# [Page excerpt]

start

Docket: T-240-12
Citation: 2012 FC 280
Vancouver, British Columbia, February
29, 2012
PRESENT: The Honourable Mr. Justice Simon Noël
BETWEEN:
|
MARK ELDON WILSON
|
|
|
Respondent on Motion
(Applicant)
|
and
|
|
MINISTER OF JUSTICE AND ATTORNEY GENERAL
OF CANADA THE HON. ROB NICHOLSON
|
|
|
Applicant on Motion
(Respondents)
|
REASONS FOR ORDER AND ORDER
[1]
There
is some urgency to render justice on a short-term basis. Therefore, having
heard this motion on Monday, I have asked counsel to be present on Wednesday
morning to hear the oral reasons for order being rendered.
[2]
On
January 12, 2007, the Minister of Justice [the Minister or the Applicant on
Motion] issued an Authority to Proceed [ATP] under section 15 of the Extradition
Act, SC 1999, c 18 [the Extradition Act or the Act] for the
extradition of Mark Eldon Wilson [Mr. Wilson or the Respondent on Motion].
[3]
Mr.
Wilson sought leave for judicial review of the ATP to the Federal Court on
January 25, 2012. Therefore, the Minister is asking this Court to decline
jurisdiction and to dismiss the application since the remedies sought are
available in the already ongoing extradition proceedings in the British
Columbia
courts.

end

Location annotation dataset excerpts
start

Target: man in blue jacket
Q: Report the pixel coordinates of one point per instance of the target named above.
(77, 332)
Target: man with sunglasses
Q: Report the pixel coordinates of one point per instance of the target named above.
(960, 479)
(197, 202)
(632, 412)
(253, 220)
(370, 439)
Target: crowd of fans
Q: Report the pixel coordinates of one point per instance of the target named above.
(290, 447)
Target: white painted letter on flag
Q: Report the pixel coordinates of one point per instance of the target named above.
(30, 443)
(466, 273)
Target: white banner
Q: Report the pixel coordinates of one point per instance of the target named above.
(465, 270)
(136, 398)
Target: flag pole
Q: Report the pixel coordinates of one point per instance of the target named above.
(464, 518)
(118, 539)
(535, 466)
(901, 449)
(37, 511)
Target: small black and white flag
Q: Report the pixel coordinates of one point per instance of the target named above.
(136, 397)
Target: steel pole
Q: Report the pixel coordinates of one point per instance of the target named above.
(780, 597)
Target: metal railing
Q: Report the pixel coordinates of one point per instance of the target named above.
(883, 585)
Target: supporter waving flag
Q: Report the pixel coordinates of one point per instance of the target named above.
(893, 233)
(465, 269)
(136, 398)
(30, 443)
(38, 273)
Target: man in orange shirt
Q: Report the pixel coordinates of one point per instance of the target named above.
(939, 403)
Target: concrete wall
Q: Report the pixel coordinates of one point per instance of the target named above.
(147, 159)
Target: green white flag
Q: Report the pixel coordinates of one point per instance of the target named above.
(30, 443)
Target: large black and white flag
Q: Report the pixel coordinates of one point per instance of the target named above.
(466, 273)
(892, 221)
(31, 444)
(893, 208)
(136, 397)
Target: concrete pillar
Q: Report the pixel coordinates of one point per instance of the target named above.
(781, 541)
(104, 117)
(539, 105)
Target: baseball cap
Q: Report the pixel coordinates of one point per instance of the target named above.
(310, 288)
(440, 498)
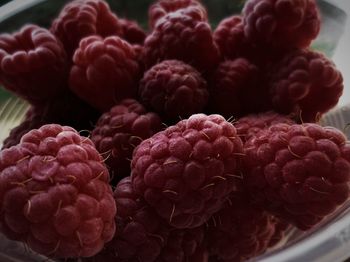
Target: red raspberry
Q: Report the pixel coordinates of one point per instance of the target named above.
(33, 64)
(250, 125)
(281, 24)
(82, 18)
(239, 231)
(105, 71)
(132, 32)
(54, 194)
(181, 37)
(236, 89)
(191, 8)
(32, 120)
(143, 236)
(187, 171)
(305, 83)
(120, 130)
(301, 173)
(174, 90)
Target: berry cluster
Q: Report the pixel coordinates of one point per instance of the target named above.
(193, 146)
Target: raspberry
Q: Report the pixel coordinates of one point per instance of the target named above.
(281, 24)
(132, 32)
(120, 130)
(191, 8)
(143, 235)
(32, 120)
(174, 90)
(181, 37)
(186, 171)
(250, 125)
(236, 89)
(300, 173)
(54, 194)
(105, 71)
(239, 231)
(33, 64)
(305, 83)
(82, 18)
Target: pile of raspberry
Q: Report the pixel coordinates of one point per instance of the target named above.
(178, 143)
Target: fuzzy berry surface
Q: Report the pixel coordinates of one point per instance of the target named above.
(248, 126)
(105, 71)
(281, 24)
(161, 8)
(305, 83)
(54, 194)
(143, 236)
(236, 89)
(186, 171)
(181, 37)
(301, 173)
(239, 231)
(33, 64)
(174, 90)
(81, 18)
(119, 131)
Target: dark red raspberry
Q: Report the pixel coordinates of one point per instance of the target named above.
(105, 71)
(181, 37)
(82, 18)
(191, 8)
(119, 131)
(32, 120)
(186, 171)
(281, 24)
(54, 194)
(239, 231)
(301, 173)
(306, 84)
(33, 64)
(143, 236)
(250, 125)
(236, 89)
(132, 32)
(174, 90)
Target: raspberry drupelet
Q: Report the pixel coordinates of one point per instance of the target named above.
(306, 84)
(119, 131)
(281, 24)
(191, 8)
(187, 171)
(105, 71)
(33, 64)
(54, 194)
(81, 18)
(181, 37)
(174, 90)
(300, 173)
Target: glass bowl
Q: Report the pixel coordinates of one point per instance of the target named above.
(329, 241)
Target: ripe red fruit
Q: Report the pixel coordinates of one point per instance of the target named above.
(33, 64)
(187, 171)
(161, 8)
(281, 24)
(174, 90)
(236, 89)
(81, 18)
(248, 126)
(119, 131)
(301, 173)
(306, 84)
(54, 194)
(105, 71)
(181, 37)
(239, 231)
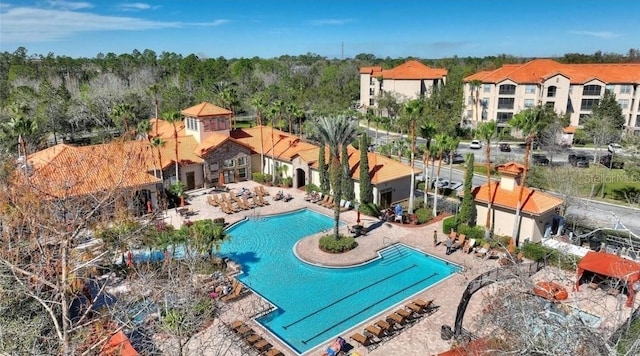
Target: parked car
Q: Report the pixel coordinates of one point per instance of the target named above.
(475, 145)
(578, 160)
(539, 159)
(611, 162)
(457, 158)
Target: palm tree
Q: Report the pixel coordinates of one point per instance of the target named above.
(486, 132)
(441, 144)
(122, 114)
(411, 113)
(259, 104)
(173, 117)
(530, 122)
(427, 131)
(336, 133)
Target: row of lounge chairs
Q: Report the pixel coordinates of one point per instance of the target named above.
(230, 204)
(387, 328)
(252, 338)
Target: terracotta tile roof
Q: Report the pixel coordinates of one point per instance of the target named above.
(165, 129)
(414, 70)
(381, 168)
(213, 141)
(371, 70)
(538, 70)
(65, 170)
(511, 167)
(534, 201)
(205, 109)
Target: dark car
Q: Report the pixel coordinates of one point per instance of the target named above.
(610, 162)
(578, 160)
(539, 160)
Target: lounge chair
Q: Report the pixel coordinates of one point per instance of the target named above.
(361, 339)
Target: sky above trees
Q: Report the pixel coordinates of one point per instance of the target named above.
(335, 29)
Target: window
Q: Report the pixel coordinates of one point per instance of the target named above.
(242, 173)
(505, 103)
(592, 90)
(624, 103)
(507, 89)
(610, 88)
(504, 117)
(530, 89)
(587, 104)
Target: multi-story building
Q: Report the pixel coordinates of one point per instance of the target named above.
(407, 81)
(572, 89)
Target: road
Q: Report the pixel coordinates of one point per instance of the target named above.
(603, 214)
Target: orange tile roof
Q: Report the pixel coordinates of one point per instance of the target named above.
(214, 141)
(414, 70)
(538, 70)
(205, 109)
(534, 201)
(118, 345)
(65, 170)
(165, 129)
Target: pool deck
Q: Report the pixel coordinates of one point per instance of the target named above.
(423, 337)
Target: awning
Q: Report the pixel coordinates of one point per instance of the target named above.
(610, 265)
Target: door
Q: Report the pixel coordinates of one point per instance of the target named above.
(191, 180)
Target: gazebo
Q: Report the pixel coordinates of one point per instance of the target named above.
(613, 266)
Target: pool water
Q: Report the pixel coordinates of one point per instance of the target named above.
(315, 304)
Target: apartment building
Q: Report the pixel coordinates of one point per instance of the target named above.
(407, 81)
(569, 88)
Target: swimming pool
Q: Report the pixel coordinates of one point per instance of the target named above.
(315, 304)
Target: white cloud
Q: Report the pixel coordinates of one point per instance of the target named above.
(28, 24)
(601, 34)
(70, 5)
(330, 22)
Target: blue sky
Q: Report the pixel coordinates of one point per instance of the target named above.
(243, 28)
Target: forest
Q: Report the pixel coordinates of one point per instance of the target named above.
(49, 98)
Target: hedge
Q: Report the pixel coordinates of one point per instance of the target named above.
(344, 243)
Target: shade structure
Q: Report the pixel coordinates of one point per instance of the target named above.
(613, 266)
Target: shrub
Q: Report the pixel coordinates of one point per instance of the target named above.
(342, 244)
(448, 224)
(423, 215)
(472, 232)
(370, 209)
(258, 177)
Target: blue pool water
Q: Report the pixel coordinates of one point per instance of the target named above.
(316, 304)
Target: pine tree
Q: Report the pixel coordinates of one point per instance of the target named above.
(322, 171)
(467, 214)
(347, 180)
(366, 189)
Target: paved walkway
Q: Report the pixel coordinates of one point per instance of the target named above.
(423, 338)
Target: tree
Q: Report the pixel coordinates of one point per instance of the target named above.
(347, 181)
(487, 131)
(467, 214)
(174, 117)
(325, 185)
(366, 189)
(336, 133)
(530, 122)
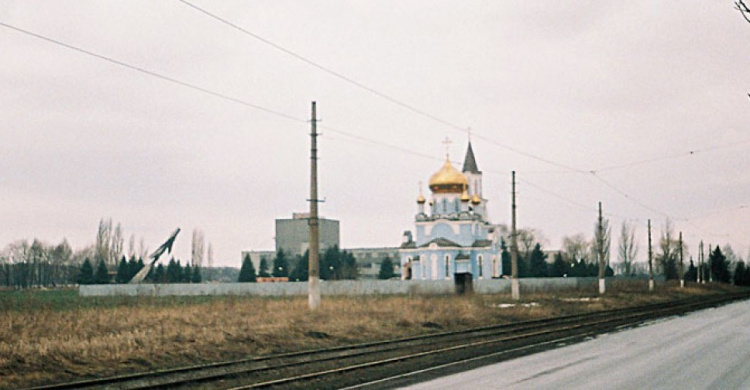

end

# [What the task requires]
Quote the portion of the extradition ruling starting with "Docket: T-240-12" and going on through "(Applicant)".

# [Exercise result]
Docket: T-240-12
Citation: 2012 FC 280
Vancouver, British Columbia, February
29, 2012
PRESENT: The Honourable Mr. Justice Simon Noël
BETWEEN:
|
MARK ELDON WILSON
|
|
|
Respondent on Motion
(Applicant)